**WHAT YOU NEED TO DO:** Precisely the lines from the one with "Guideline: for every instance of the mountain" through the end of the data, both included, must make up the response, each restated word for word.
--- THE DATA ---
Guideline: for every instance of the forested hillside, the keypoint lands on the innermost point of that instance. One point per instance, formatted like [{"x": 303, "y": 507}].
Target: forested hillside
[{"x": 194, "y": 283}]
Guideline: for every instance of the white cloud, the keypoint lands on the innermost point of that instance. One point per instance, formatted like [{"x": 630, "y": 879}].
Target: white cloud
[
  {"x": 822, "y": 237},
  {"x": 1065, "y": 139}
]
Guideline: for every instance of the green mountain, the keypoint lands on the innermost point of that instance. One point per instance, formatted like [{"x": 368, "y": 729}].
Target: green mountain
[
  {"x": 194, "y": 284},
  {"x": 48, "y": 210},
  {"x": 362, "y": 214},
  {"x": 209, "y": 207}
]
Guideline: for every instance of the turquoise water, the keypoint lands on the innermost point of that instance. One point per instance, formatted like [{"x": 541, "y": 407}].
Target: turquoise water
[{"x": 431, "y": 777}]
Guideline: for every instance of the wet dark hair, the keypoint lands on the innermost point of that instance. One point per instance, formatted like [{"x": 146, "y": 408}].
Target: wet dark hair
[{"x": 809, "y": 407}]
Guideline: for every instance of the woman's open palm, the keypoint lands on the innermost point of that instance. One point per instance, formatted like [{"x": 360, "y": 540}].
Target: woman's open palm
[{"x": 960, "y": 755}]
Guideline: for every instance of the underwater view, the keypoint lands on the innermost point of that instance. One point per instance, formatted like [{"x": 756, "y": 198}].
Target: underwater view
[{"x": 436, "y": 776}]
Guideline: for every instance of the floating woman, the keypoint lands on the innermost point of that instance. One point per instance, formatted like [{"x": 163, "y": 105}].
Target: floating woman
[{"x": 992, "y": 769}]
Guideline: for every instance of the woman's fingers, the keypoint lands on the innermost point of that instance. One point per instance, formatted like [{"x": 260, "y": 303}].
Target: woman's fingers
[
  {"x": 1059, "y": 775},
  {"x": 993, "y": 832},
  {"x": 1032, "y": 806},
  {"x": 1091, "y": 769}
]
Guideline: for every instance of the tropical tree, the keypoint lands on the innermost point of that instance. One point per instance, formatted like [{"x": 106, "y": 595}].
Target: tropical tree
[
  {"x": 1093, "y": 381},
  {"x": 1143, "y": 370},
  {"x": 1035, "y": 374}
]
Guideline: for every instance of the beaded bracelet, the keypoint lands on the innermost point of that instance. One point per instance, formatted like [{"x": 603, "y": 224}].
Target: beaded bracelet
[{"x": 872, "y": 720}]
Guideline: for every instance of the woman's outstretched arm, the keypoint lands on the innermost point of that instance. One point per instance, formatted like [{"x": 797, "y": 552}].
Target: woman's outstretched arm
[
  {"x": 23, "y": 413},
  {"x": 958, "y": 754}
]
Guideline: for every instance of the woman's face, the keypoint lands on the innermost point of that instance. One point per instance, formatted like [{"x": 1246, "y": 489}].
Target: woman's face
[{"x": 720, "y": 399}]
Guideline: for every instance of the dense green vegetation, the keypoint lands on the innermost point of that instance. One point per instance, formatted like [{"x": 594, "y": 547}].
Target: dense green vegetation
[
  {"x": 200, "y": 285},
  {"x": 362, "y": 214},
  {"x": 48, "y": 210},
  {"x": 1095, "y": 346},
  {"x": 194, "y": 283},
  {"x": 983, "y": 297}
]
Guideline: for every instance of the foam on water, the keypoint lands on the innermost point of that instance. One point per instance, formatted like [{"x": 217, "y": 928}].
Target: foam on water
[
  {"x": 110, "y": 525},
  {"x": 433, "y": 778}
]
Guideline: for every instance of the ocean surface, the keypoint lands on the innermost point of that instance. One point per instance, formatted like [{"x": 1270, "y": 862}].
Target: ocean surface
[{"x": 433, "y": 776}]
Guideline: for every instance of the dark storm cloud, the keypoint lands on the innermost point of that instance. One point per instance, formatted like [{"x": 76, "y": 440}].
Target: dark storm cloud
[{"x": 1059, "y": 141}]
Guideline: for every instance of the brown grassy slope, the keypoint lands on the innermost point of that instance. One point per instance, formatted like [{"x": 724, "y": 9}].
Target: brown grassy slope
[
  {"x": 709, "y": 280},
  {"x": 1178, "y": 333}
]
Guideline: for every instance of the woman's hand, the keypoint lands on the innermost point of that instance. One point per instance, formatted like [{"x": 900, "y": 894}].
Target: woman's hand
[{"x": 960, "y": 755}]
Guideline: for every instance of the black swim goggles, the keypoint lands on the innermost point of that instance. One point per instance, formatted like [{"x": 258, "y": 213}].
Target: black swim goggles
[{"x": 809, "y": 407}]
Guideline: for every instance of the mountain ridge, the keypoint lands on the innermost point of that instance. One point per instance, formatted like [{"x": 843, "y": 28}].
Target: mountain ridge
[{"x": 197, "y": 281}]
---
**TASK OUTPUT:**
Guideline: for every instance of the mountain ridge, the keypoint lands on the innermost point of that instance. One point per instance, formatted like [{"x": 843, "y": 28}].
Target: mountain ridge
[{"x": 197, "y": 281}]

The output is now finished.